SELECTED EXCERPT:
▼

“By listening to your body & responding to it with awareness, you tap into the field of infinite possibility where there is peace, harmony, joy.” -Deepak Chopra
When I tell people that I lost 70 pounds over the course of two years their gut reaction is almost invariably the same, “How did you do it?” They look at me with wide eyes, wonder. That reaction is an expectation of an easy explanation. Q: How’d you do it? A: A pill, a surgery, a miracle trainer?
Of course, the answer is none of those things. In my mind, the answer is simple but to others I know it is complicated. The answer, in short, is: I found harmony within myself and within the Universe. Which is not quite as easy to explain as a pill or a surgery.
I took a journey, as we all do, and I ended up on a path to peace. Cognitive Behavior Therapy (which you can read more about here) was my first step on that journey. To understand the journey, you must first understand why I was overweight to begin with.
1. I was severely anxious and depressed.
2. I was an emotional eater.
3. I was addicted to food, it filled a void in my spirit.
4. I was mentally unhealthy and therefore physically unhealthy.
5. Depression led to inactivity, a lower metabolism.
6. I continually gained weight.
7. Gaining weight made me more depressed.
8. The cycle was vicious and seemingly unending.
Unbalance (anxiety/depression) was at the core of the problem. CBT taught me first, that my thought processes were negative and irrational and second, how to change my negative irrational thoughts into positive rational ones. As I learned to change my thought processes, everything else in my life began to change. We, human beings, have no idea what an enormous role our thoughts play in our lives. In fact, our thoughts are actually our entire existence. Negative thinking is absolutely devastating to the human soul. There is no place for health, happiness, peace, or love in a mind full of negative thoughts.

▲

EXERCISE INSTRUCTIONS:
(A) Answer these questions about the weight-loss essay:
(i) How much weight did the writer lose, and over what span of time?
(ii) What was the first step on the writer's journey?
(iii) What does the writer name as the core of the problem?
(B) Continue the essay about losing 70 pounds from where it ends, keeping the same first-person voice.

DATASET EXTRACT:
▼

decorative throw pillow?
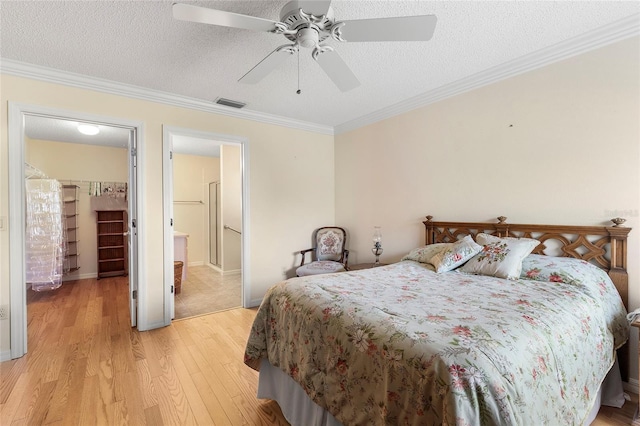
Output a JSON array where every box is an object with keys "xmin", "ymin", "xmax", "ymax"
[
  {"xmin": 460, "ymin": 233, "xmax": 540, "ymax": 279},
  {"xmin": 429, "ymin": 235, "xmax": 482, "ymax": 272},
  {"xmin": 400, "ymin": 243, "xmax": 453, "ymax": 263}
]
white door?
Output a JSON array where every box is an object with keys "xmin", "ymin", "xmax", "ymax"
[{"xmin": 127, "ymin": 129, "xmax": 138, "ymax": 327}]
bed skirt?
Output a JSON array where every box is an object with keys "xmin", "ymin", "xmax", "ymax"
[{"xmin": 258, "ymin": 358, "xmax": 625, "ymax": 426}]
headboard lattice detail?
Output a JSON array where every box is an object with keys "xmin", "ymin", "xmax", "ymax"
[{"xmin": 423, "ymin": 216, "xmax": 631, "ymax": 380}]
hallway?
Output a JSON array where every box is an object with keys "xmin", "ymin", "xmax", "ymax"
[{"xmin": 174, "ymin": 266, "xmax": 242, "ymax": 319}]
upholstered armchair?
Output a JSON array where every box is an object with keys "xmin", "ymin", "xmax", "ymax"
[{"xmin": 296, "ymin": 226, "xmax": 349, "ymax": 277}]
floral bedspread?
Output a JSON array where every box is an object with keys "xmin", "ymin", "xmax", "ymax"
[{"xmin": 245, "ymin": 258, "xmax": 628, "ymax": 425}]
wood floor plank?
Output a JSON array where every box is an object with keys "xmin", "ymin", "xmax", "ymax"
[{"xmin": 0, "ymin": 277, "xmax": 640, "ymax": 426}]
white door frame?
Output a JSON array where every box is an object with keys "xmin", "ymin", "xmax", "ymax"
[
  {"xmin": 162, "ymin": 126, "xmax": 251, "ymax": 325},
  {"xmin": 8, "ymin": 101, "xmax": 146, "ymax": 359}
]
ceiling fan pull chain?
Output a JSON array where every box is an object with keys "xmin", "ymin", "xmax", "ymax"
[{"xmin": 296, "ymin": 49, "xmax": 302, "ymax": 95}]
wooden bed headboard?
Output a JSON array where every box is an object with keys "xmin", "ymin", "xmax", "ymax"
[
  {"xmin": 423, "ymin": 216, "xmax": 631, "ymax": 381},
  {"xmin": 423, "ymin": 216, "xmax": 631, "ymax": 309}
]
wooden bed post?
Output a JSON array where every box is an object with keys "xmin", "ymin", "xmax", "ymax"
[
  {"xmin": 607, "ymin": 217, "xmax": 631, "ymax": 310},
  {"xmin": 422, "ymin": 215, "xmax": 435, "ymax": 245},
  {"xmin": 495, "ymin": 216, "xmax": 509, "ymax": 238}
]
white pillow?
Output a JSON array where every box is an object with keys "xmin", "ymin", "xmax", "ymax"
[
  {"xmin": 460, "ymin": 233, "xmax": 540, "ymax": 279},
  {"xmin": 429, "ymin": 235, "xmax": 482, "ymax": 272}
]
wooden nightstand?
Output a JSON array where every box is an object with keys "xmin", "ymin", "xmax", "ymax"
[{"xmin": 348, "ymin": 263, "xmax": 388, "ymax": 270}]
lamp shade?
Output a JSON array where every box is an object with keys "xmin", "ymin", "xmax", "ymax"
[{"xmin": 373, "ymin": 226, "xmax": 382, "ymax": 243}]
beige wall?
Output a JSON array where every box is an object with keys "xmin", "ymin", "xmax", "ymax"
[
  {"xmin": 220, "ymin": 145, "xmax": 242, "ymax": 272},
  {"xmin": 173, "ymin": 152, "xmax": 220, "ymax": 266},
  {"xmin": 335, "ymin": 37, "xmax": 640, "ymax": 378},
  {"xmin": 0, "ymin": 74, "xmax": 335, "ymax": 354}
]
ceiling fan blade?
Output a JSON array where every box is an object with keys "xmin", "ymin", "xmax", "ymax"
[
  {"xmin": 297, "ymin": 0, "xmax": 331, "ymax": 16},
  {"xmin": 238, "ymin": 44, "xmax": 296, "ymax": 84},
  {"xmin": 316, "ymin": 50, "xmax": 360, "ymax": 92},
  {"xmin": 173, "ymin": 3, "xmax": 276, "ymax": 32},
  {"xmin": 340, "ymin": 15, "xmax": 438, "ymax": 42}
]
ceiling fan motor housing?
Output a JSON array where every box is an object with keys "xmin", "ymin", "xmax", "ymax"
[
  {"xmin": 296, "ymin": 28, "xmax": 318, "ymax": 48},
  {"xmin": 280, "ymin": 0, "xmax": 334, "ymax": 47}
]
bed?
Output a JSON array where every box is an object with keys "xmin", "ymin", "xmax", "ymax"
[{"xmin": 245, "ymin": 216, "xmax": 630, "ymax": 425}]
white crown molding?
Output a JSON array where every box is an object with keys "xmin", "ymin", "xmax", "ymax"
[
  {"xmin": 0, "ymin": 13, "xmax": 640, "ymax": 135},
  {"xmin": 0, "ymin": 58, "xmax": 333, "ymax": 135},
  {"xmin": 334, "ymin": 13, "xmax": 640, "ymax": 135}
]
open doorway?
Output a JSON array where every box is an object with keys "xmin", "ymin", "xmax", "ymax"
[
  {"xmin": 9, "ymin": 104, "xmax": 140, "ymax": 358},
  {"xmin": 163, "ymin": 128, "xmax": 246, "ymax": 319}
]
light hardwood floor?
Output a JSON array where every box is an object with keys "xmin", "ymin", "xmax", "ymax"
[{"xmin": 0, "ymin": 277, "xmax": 635, "ymax": 426}]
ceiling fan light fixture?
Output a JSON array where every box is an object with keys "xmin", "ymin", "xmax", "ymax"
[
  {"xmin": 78, "ymin": 124, "xmax": 100, "ymax": 136},
  {"xmin": 297, "ymin": 28, "xmax": 319, "ymax": 48},
  {"xmin": 216, "ymin": 98, "xmax": 247, "ymax": 109}
]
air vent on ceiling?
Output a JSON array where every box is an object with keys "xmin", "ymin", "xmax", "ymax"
[{"xmin": 216, "ymin": 98, "xmax": 247, "ymax": 109}]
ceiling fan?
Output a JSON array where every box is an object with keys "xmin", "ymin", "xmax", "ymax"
[{"xmin": 173, "ymin": 0, "xmax": 437, "ymax": 93}]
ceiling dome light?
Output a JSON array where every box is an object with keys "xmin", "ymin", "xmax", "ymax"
[{"xmin": 78, "ymin": 124, "xmax": 100, "ymax": 136}]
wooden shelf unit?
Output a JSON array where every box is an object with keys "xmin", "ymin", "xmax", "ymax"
[
  {"xmin": 96, "ymin": 210, "xmax": 129, "ymax": 279},
  {"xmin": 62, "ymin": 185, "xmax": 80, "ymax": 274}
]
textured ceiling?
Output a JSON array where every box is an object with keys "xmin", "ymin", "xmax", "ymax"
[{"xmin": 0, "ymin": 0, "xmax": 640, "ymax": 131}]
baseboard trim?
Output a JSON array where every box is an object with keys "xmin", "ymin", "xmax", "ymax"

▲

EXPECTED RESULTS:
(A)
(i) 70 pounds over two years.
(ii) Cognitive Behavior Therapy.
(iii) Unbalance (anxiety/depression).

(B)
Once I learned how to change my thought process, weight literally began to melt off of me, like magic. As I grew happier, it got easier. As my anxiety lessened, so did my depression. As my depression lessened, positivity and love filled the void in my spirit. I became more active, my metabolism increased. Without the sadness and emptiness, I had no cause to turn to food constantly.
This is not a fairy tale. I had bad days, I have bad days. I give in to temptation. I get sad and eat too much ice cream or far too many potato chips; but that is no longer the bulk of my existence. When I fall down, I get back up, every single time. Food is no longer my false happiness. Life and love have replaced that addiction and now I have true happiness in my heart.
Weight loss is not the answer for every person and not every person who is overweight is depressed or even unhealthy. There are people in this world that society considers overweight who happen to be healthier and happier than the thinnest of the thin. Spiritual wealth can be achieved by many avenues. For me, being overweight was a direct result of being a sad person. I had no control. Finding happiness made me a whole person.
If you are suffering from any imbalance of the soul and it is causing you to be overweight, no pill, surgery, or marketed miracle will help you. You must address the root of your void. I have seen too many good people lose their addiction to food, only to replace it with another addiction like alcohol, drugs, shopping, or gambling. Health is a result of happiness. Spiritual wealth can lead to physical health. You will never find wholeness or oneness with the Universe until you follow the path to true happiness. Happiness is a choice and it is yours for the taking.
“Why are you so enchanted by this world, when a mine of gold lies within you?” -Rumi
When I found happiness, I lost weight. It was not because I was vain or obsessed with my external appearance. It was not a miracle diet or a perfect gym membership. It was because I changed the way that I thought (think). I stopped the vicious cycle of sadness, food, weight-gain, more sadness, more food, more weight gain. I found happiness, life, activity, more happiness, more life, more activity. You can do this, too. The first step is always understanding. We must know where we have been and where we are going. Then we must begin the journey.